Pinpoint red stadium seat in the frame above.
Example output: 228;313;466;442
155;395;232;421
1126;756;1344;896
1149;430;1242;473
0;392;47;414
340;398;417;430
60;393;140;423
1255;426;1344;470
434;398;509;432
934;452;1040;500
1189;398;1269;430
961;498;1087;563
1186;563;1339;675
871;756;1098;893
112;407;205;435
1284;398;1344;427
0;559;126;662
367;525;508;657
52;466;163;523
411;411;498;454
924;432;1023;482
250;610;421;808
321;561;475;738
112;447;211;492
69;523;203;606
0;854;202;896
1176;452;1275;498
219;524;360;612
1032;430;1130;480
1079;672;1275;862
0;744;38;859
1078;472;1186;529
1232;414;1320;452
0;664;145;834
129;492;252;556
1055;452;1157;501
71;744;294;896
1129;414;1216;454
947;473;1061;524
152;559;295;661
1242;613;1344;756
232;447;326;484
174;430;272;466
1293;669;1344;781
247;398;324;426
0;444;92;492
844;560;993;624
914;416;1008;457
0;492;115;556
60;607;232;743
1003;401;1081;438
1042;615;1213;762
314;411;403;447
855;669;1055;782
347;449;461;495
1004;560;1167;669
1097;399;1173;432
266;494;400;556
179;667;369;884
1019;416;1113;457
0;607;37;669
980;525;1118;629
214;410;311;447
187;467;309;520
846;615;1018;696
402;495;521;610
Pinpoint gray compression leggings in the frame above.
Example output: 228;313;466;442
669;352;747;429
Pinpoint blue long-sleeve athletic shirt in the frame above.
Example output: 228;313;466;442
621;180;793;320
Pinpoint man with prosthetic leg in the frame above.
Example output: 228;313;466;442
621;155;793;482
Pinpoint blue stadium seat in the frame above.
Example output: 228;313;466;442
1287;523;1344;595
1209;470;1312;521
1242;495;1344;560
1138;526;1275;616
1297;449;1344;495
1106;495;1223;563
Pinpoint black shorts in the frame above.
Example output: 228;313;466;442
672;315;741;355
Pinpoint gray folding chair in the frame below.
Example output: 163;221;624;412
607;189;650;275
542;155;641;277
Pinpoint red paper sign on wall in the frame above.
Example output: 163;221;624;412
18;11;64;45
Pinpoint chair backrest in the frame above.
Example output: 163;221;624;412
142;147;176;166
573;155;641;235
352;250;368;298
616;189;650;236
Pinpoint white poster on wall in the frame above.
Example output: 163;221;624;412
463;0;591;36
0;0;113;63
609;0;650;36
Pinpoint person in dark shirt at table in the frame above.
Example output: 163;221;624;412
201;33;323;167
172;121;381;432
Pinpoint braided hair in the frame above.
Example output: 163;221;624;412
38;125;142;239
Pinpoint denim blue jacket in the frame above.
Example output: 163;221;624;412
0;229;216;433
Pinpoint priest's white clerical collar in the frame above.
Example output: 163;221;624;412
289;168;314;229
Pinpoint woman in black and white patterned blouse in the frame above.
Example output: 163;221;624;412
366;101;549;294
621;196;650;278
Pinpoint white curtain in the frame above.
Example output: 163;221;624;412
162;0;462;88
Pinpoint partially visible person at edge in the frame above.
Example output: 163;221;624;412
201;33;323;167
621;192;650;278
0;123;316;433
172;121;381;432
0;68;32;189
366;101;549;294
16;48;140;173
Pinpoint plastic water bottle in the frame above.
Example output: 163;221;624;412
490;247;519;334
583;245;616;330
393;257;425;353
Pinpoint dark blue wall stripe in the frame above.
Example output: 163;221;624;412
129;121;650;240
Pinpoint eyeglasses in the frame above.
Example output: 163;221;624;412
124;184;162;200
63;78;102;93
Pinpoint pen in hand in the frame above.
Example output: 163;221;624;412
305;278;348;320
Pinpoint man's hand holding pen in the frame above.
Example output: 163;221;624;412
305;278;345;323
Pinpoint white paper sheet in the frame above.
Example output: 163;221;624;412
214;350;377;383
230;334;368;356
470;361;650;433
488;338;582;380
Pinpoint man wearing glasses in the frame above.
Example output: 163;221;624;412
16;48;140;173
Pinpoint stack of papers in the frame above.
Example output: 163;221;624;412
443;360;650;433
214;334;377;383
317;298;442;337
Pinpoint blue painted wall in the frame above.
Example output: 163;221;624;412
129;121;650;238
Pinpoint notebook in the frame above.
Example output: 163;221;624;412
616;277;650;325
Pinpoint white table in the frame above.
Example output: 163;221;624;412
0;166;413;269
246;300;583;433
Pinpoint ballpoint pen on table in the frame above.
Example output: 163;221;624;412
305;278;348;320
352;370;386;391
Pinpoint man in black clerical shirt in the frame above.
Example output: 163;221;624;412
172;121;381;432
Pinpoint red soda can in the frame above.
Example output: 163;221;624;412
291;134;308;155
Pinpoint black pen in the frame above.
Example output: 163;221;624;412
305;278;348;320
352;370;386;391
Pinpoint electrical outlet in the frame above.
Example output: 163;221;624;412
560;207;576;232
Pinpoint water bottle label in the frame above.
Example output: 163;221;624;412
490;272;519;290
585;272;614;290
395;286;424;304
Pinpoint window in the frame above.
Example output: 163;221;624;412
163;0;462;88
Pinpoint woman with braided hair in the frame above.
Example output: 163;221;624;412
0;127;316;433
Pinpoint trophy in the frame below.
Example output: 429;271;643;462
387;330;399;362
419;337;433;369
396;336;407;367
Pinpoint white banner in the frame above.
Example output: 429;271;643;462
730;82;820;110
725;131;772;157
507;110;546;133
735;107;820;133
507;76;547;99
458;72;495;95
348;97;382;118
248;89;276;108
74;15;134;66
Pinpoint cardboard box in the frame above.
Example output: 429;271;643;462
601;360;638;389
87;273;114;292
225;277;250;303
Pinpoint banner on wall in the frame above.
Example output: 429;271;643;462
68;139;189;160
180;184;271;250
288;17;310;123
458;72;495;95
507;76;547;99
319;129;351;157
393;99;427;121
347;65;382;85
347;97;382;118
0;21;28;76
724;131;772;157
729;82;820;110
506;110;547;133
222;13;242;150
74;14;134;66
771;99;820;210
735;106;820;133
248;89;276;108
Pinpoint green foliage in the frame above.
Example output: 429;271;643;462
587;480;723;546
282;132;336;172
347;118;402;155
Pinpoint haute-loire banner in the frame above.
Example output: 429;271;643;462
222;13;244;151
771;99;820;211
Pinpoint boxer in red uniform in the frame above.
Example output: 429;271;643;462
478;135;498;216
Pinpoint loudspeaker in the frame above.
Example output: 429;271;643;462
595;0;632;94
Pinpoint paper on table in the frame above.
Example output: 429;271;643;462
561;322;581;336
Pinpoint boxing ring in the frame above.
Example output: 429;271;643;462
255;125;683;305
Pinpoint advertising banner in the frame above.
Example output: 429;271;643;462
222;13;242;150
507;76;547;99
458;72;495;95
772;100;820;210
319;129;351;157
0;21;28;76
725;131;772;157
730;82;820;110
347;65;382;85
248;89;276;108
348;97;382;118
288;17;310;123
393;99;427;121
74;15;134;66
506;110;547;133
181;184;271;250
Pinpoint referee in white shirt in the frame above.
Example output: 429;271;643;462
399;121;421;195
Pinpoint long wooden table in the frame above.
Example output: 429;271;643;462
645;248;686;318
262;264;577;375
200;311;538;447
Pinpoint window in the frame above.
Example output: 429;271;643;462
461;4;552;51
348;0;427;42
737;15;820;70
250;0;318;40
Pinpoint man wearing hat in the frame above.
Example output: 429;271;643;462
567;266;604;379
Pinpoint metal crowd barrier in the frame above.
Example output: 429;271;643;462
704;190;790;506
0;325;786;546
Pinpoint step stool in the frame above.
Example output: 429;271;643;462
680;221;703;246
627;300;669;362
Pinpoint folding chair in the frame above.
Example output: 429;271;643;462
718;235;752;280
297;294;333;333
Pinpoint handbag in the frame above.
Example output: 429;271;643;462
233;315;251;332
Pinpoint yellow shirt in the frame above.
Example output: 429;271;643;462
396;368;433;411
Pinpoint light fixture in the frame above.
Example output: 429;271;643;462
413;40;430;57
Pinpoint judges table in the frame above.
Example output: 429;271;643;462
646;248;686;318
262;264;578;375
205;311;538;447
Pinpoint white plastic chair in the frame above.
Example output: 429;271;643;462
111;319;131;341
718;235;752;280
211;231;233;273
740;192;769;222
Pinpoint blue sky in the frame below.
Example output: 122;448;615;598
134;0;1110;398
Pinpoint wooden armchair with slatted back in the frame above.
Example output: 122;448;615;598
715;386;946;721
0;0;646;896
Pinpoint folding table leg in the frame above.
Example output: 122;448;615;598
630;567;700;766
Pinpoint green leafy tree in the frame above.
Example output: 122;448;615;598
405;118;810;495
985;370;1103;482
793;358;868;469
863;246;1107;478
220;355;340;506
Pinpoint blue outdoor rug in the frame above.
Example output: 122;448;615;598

^^^^^^^^^^^^^^^^

出題 |
「Pinpoint yellow shirt in the frame above.」を含む行からデータの最後の行までを、両端の行も含めて一字一句変えずに出力してください。

解答 |
Pinpoint yellow shirt in the frame above.
Example output: 429;271;643;462
396;368;433;411
Pinpoint light fixture in the frame above.
Example output: 429;271;643;462
413;40;430;57
Pinpoint judges table in the frame above.
Example output: 429;271;643;462
646;248;686;318
262;264;578;375
205;311;538;447
Pinpoint white plastic chair in the frame above.
Example output: 429;271;643;462
111;319;131;341
718;235;752;280
211;231;233;273
740;192;769;222
Pinpoint blue sky in the frame below.
Example output: 122;448;615;598
134;0;1110;398
Pinpoint wooden armchair with slatted back in the frame above.
Example output: 122;448;615;598
715;386;946;721
0;0;646;896
Pinpoint folding table leg in the frame above.
Example output: 122;448;615;598
630;567;700;766
Pinpoint green leafy tree in the frame above.
Example output: 122;448;615;598
405;118;810;495
985;370;1103;482
793;358;868;469
863;246;1107;478
220;355;340;506
Pinpoint blue outdoor rug in the frame above.
Example output: 122;448;615;598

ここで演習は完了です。